Texte présenté>
================
Mais les débuts sont souvent chaotiques. Cette rencontre décisive m’a amené vers une activité de réflexion militante clairement communiste. La découverte de textes d’auteurs comme Marx ou ceux issus d’analyses plus contemporaines comme celles de Germinal – véritables “révélations” [7] pour moi – a eu un double effet. D’abord positif, celui de nourrir ma curiosité. Mais aussi catastrophique, celui d’accroître mon empressement teinté d’arrogance. Je me revois prompt à prêcher la bonne parole en brandissant des ouvrages (dont j’avais à peine compris le titre) au nez de camarades bien plus âgés et expérimentés que moi en politique, mais qui étaient restés dans le giron du PCF… Ça m’est passé très vite heureusement. Il est parfaitement inutile de passer d’un “catéchisme” à un autre en croyant détenir une vérité. Rien n’est simple dès qu’il s’agit de changer vraiment les choses. Et c’est pourtant bien ce qu’il faut essayer de faire, avec humilité. Pas à pas. En sachant que rien ne se fera tout seul et que, malgré nos efforts, il faudra s’armer de patience.

J’ai alors compris que les personnes que je côtoyais autour de la publication Germinal me permettaient de faire de la politique autrement. À savoir constater d’abord et avant tout que les choses sont complexes, en matière historique, sociale ou politique. Qu’elles exigent méthode et travail pour leur compréhension. Qu’un travail de militant uniquement tourné vers les revendications immédiates ne peut suffire. Que les phénomènes du monde sont connaissables à condition d’en analyser les conditions et les causes. Que cette connaissance doit être diffusée dans les classes populaires pour que chacun comprenne que le sort fait au peuple n’est pas une fatalité. Sans comprendre cela, difficile d’avoir une action militante efficace ou de ne pas tomber dans la désillusion quand la période devient moins propice au militantisme politique.

Une illusion perdue

Est-ce ce qui est arrivé à mon père  ? Je ne sais pas. Mais je sais qu’à la fin de sa vie il ne voulait plus parler de politique ou même en entendre parler. «  Ce n’est pas pour nous. Ce n’est pas nous qui décidons. Ça nous passe au-dessus. Ça nous dépasse.  » En l’espace de 30 ans le militant communiste qu’il était ne croyait même plus en la possibilité d’avoir une prise quelconque sur les choses.
================
Section des données>

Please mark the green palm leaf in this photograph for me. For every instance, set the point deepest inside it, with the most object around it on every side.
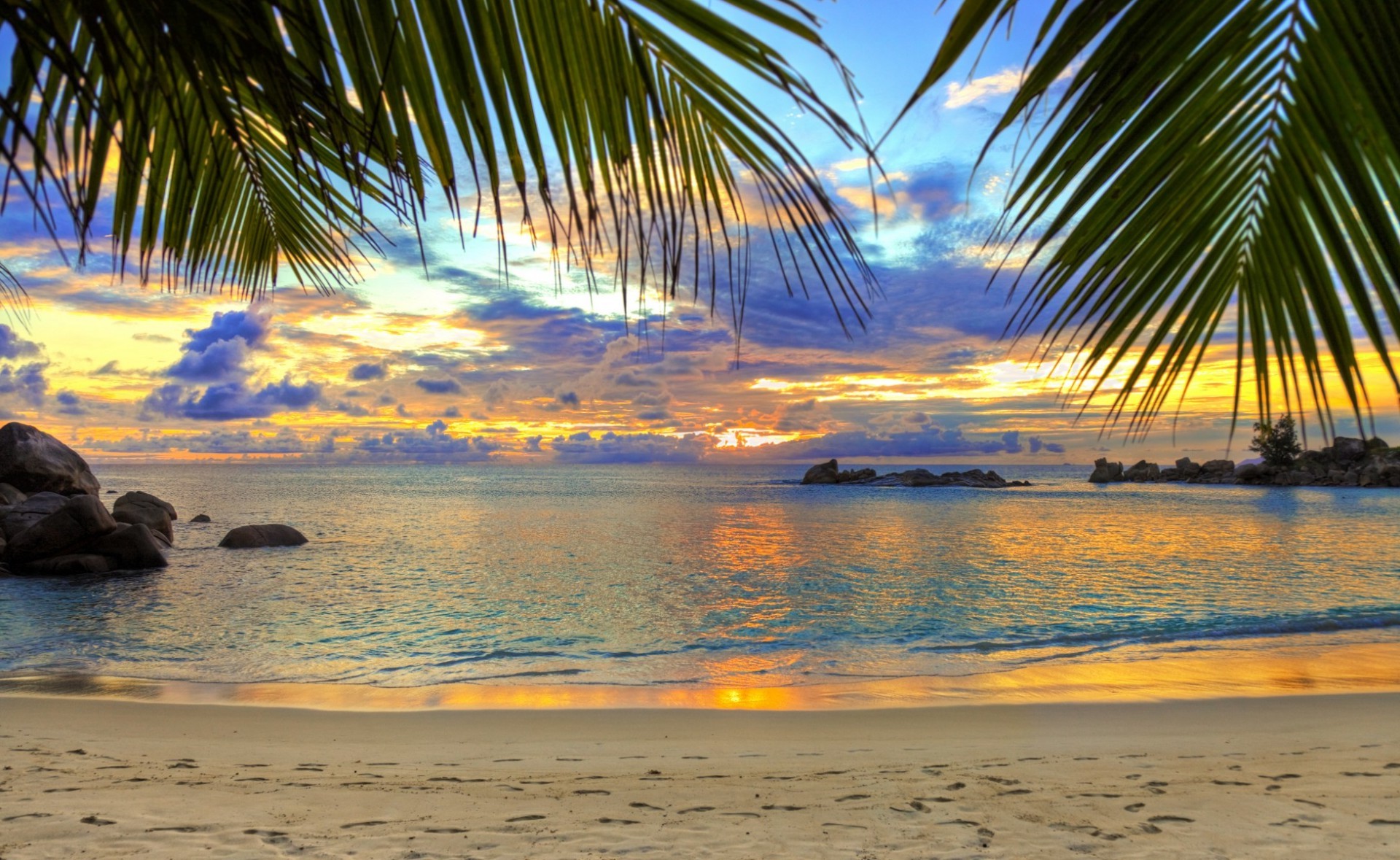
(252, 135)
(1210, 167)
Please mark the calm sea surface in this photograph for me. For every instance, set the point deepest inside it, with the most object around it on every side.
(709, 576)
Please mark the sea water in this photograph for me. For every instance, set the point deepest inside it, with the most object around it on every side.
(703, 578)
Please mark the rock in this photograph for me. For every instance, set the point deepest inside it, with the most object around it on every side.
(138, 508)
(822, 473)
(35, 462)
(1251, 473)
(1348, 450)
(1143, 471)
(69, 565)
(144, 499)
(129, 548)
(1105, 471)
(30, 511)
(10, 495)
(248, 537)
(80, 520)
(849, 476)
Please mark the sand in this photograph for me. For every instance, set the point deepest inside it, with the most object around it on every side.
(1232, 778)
================
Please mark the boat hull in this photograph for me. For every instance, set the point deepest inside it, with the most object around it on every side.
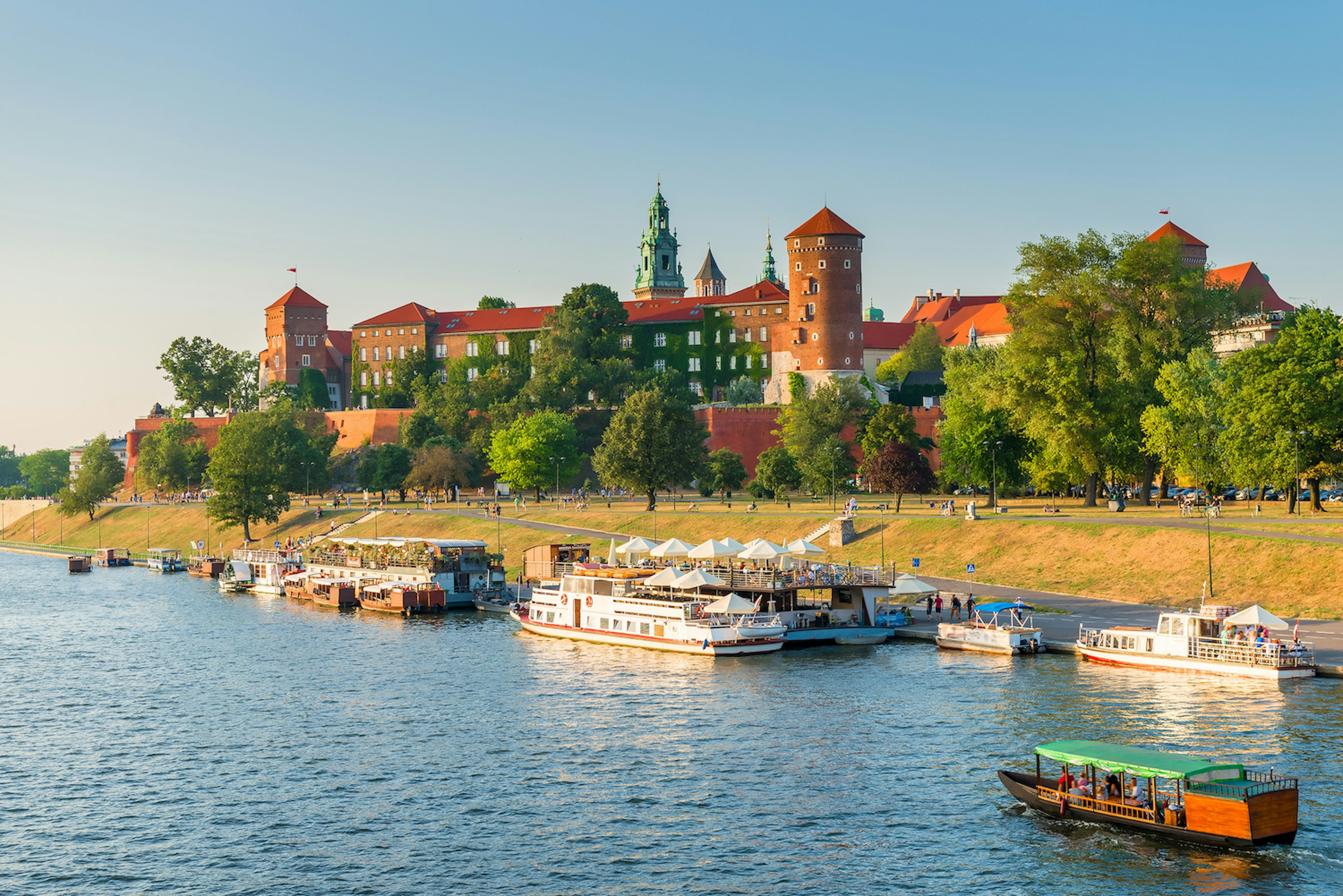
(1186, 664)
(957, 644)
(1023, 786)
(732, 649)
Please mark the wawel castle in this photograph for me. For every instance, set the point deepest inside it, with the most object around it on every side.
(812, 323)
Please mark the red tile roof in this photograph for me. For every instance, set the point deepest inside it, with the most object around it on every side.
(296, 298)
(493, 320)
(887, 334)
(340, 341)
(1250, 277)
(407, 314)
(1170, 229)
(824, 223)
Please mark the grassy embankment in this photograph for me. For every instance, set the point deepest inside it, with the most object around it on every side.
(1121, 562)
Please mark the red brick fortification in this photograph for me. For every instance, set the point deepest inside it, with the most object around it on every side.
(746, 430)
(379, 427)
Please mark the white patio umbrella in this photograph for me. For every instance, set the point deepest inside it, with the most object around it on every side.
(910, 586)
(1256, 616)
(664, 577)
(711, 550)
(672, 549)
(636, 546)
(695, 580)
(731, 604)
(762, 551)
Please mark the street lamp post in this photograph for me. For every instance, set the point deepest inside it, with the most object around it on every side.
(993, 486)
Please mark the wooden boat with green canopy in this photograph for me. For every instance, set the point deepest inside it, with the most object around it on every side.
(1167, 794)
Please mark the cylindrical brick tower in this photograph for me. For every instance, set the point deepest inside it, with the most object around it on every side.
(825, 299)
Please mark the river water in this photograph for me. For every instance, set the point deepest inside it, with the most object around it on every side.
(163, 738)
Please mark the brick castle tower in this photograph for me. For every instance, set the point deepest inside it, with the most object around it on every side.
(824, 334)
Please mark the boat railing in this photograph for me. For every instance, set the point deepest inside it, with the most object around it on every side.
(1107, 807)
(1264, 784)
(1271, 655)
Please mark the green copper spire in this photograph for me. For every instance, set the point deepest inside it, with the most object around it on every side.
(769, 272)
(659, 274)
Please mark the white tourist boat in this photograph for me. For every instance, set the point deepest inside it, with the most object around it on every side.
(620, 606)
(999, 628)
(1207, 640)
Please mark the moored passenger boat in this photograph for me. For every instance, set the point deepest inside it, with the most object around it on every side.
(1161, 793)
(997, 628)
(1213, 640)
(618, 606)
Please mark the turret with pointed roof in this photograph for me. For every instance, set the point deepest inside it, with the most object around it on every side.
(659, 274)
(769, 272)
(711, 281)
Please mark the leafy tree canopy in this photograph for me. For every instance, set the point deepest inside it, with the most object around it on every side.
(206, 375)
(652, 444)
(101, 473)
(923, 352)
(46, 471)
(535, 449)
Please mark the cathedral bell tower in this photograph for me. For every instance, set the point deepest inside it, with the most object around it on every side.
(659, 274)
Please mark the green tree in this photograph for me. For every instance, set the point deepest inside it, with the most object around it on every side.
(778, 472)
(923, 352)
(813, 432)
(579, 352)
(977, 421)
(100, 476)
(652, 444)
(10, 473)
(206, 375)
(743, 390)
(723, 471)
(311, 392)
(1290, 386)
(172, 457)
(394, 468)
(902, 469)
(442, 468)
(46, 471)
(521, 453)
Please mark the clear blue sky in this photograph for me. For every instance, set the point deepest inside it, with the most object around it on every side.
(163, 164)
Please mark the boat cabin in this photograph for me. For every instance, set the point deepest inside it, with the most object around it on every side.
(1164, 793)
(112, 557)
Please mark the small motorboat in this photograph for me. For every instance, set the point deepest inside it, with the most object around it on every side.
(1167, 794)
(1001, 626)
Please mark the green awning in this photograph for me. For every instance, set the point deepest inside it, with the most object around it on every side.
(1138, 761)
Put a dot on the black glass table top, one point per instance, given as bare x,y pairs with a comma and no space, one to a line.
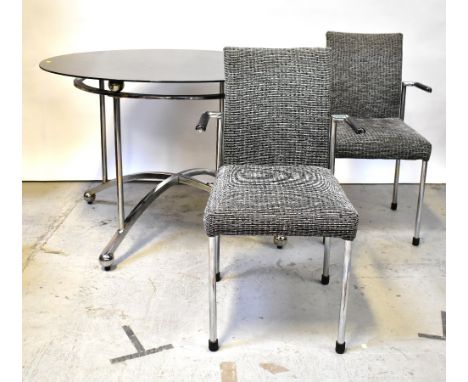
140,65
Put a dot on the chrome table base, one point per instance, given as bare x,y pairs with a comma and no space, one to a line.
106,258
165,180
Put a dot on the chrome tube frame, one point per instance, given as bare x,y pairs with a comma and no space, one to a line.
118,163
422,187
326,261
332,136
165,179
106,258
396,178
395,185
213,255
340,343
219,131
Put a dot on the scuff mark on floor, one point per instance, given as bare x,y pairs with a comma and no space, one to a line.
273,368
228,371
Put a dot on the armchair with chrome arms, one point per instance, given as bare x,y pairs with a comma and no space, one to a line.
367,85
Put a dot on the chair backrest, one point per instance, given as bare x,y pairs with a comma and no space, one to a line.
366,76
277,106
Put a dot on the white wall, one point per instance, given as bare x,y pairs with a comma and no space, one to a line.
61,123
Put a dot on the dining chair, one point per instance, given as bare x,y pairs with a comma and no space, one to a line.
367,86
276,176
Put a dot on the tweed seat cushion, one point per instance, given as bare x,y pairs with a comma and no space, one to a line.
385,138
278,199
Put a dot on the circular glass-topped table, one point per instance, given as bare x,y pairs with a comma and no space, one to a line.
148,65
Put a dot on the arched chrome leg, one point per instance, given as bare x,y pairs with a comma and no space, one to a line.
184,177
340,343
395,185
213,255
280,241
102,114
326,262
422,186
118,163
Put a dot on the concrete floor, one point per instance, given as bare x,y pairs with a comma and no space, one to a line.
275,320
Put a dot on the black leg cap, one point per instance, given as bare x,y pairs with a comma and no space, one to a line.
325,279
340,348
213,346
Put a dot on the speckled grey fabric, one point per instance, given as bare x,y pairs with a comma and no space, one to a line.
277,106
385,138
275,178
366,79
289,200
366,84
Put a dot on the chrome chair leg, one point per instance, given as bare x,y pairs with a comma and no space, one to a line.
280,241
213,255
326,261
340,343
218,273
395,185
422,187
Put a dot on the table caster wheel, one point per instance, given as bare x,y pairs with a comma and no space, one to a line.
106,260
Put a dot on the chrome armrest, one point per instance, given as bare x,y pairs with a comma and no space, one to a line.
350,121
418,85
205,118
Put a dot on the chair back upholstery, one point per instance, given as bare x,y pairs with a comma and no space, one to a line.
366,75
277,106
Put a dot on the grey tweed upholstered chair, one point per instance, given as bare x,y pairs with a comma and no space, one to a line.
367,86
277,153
================
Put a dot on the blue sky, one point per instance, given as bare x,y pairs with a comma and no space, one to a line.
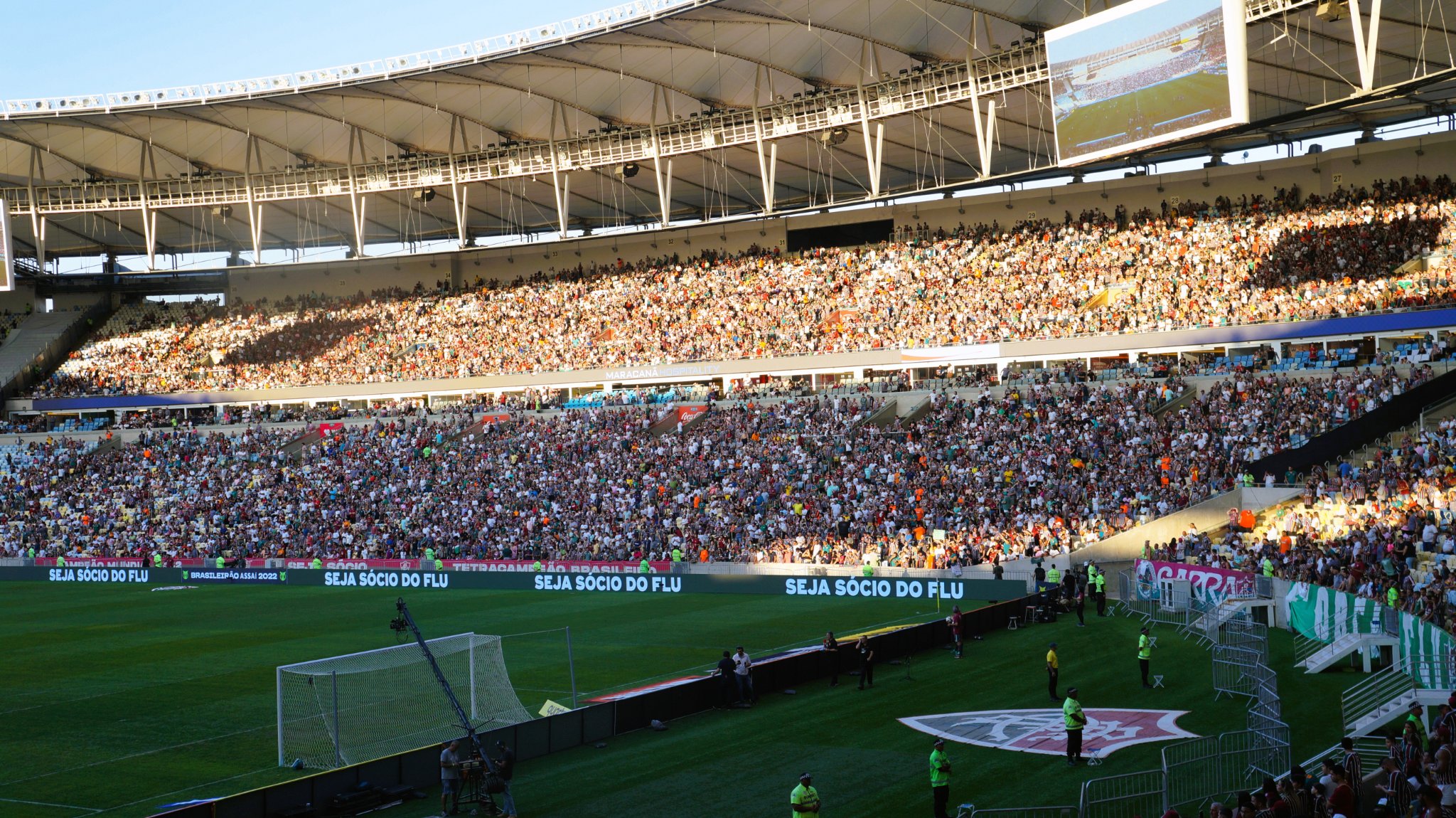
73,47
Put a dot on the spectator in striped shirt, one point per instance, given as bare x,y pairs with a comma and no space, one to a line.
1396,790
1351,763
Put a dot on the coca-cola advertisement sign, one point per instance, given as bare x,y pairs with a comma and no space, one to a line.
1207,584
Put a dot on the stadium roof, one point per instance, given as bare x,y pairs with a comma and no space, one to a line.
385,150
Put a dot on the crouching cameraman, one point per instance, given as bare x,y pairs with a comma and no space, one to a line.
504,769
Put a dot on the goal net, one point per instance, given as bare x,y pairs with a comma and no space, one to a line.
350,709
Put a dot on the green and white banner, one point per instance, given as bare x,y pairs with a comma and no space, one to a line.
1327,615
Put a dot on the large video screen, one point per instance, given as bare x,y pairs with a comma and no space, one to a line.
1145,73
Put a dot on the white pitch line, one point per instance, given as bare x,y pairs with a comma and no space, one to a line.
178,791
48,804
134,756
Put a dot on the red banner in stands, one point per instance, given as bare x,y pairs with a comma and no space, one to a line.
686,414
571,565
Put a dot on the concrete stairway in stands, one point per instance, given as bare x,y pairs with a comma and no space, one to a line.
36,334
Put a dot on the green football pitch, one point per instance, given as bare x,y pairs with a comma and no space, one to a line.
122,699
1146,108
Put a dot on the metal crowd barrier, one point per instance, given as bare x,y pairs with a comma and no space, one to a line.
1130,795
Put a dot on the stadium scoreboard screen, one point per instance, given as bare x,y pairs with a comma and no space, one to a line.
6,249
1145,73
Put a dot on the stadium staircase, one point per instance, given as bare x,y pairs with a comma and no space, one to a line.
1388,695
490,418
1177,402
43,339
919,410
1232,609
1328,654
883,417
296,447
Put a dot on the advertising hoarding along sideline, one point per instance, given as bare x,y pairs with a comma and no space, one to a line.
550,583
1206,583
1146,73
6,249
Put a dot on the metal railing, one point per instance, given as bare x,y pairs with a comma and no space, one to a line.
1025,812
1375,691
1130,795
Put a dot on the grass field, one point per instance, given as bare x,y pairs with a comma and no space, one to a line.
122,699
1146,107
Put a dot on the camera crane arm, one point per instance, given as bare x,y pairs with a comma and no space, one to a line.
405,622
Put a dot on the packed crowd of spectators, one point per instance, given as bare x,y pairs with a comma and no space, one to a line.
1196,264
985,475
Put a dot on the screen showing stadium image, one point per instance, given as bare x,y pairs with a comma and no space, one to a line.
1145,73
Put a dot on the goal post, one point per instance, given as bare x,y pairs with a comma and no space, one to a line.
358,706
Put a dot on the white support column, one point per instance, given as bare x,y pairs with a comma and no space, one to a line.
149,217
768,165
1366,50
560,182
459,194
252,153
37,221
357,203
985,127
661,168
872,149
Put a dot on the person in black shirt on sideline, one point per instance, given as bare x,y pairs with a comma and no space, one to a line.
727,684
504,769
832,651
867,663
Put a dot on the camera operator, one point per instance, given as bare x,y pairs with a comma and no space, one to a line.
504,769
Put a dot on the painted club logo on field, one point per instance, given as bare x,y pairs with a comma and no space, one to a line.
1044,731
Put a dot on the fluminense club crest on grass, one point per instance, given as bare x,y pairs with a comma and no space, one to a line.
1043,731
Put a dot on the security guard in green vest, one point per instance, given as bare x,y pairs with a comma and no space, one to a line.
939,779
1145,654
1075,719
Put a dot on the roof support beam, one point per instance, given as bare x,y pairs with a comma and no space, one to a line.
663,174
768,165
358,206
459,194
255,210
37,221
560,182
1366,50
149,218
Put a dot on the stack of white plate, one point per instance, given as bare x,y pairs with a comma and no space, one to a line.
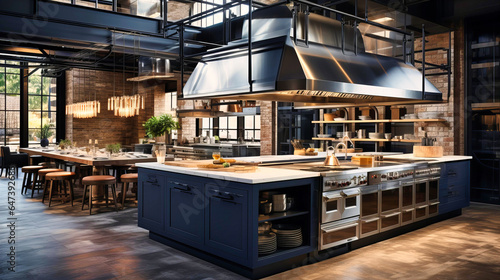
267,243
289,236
================
Pour chacun des énoncés (a), (b) et (c), indiquez par oui ou par non s'il concorde avec le texte présenté. Citez à l'identique les mots du texte qui tranchent. (a) La découverte des textes de Marx n'a eu que des effets positifs. (b) Un travail militant tourné uniquement vers les revendications immédiates ne suffit pas. (c) À la fin de sa vie, le père évoqué ne voulait plus parler de politique. Seul le texte présenté sert de référence.

(a) Non : « a eu un double effet ».
(b) Oui : « Qu’un travail de militant uniquement tourné vers les revendications immédiates ne peut suffire ».
(c) Oui : « à la fin de sa vie il ne voulait plus parler de politique ou même en entendre parler ».